Output exactly the lines from the line with "Return one point per instance of the reflection of sky" through the end of the records below. Include nothing else.

** Begin Dataset entries **

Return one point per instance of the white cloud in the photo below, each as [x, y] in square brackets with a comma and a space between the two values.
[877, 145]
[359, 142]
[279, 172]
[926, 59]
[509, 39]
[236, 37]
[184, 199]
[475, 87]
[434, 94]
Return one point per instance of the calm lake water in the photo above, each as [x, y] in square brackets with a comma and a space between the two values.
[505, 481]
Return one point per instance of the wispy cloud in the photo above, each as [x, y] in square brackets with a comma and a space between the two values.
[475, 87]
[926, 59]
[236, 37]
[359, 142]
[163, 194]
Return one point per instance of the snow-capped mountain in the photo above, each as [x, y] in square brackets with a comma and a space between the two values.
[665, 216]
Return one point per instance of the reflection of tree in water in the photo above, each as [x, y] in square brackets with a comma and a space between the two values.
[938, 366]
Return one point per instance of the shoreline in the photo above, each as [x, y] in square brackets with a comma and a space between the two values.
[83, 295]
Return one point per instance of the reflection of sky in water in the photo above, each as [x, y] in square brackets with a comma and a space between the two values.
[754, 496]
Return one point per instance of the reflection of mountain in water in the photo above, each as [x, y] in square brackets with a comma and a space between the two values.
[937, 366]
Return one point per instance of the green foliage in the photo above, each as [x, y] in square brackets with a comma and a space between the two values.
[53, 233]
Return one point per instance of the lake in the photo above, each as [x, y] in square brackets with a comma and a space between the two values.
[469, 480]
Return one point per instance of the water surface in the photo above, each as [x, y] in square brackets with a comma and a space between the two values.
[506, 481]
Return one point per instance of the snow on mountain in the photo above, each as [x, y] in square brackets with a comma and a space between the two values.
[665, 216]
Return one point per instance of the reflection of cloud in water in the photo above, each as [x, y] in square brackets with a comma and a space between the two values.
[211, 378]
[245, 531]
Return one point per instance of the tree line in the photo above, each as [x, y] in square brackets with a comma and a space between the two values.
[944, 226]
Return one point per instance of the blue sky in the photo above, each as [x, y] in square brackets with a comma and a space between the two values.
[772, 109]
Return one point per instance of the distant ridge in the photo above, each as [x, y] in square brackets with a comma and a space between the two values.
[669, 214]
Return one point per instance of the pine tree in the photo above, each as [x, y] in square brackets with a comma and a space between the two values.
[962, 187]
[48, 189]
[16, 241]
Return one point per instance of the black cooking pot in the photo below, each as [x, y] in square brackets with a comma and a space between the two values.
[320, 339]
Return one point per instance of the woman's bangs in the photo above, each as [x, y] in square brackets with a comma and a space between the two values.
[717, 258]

** End Dataset entries **

→ Reply to the exercise:
Return one point per instance of the reflection of sky in water in the photo above, each as [x, y] in square brackets with a comma and a space between the two values.
[754, 496]
Return one point per instance of the reflection of mountain in water in the photo above, each as [x, y] in square brackets with a comma and a space between the two values.
[937, 366]
Return one point per instance of the green foliage in the photo above, each as [x, y] in square brackets with a comma and a space between the two values.
[53, 233]
Return one point per instance of the lake in the photo above, each as [x, y] in square brackets with a comma and a space between the two values.
[469, 480]
Return one point per instance of the water surface in the photo above, each as [x, y] in square brackets with a comma and a space between the two values.
[506, 481]
Return one point per instance of the snow on mountain in the photo above, each as [x, y] in square brackets with a comma and a space between the two values.
[665, 216]
Return one point per instance of the reflection of cloud in water in the photo above, each as [x, y] in square brackets with a comma and a space between the two values.
[211, 378]
[245, 531]
Return one point per instance of the tree line in the photo above, each as [x, y] in square brackets with a comma and a space between the two values.
[944, 226]
Return one point per instance of the blue sky in the photo above, each as [x, y] in square brackets with a comma and a space between the two values.
[772, 109]
Return one point per instance of the distant ridge in the photo above, each as [x, y] in square brackets with a comma and a space between the two values.
[669, 214]
Return one point per instance of the pine tree in the photo above, each as [x, y] in square brackets with a comma and a space between the two values.
[962, 187]
[48, 189]
[16, 241]
Return one point per instance of the black cooking pot in the photo below, each as [x, y] in square brackets with a comma and a space between the two values.
[320, 339]
Return one point per instance of the woman's bangs in the photo above, each as [x, y] in square brackets with a comma and a space between the two values.
[717, 258]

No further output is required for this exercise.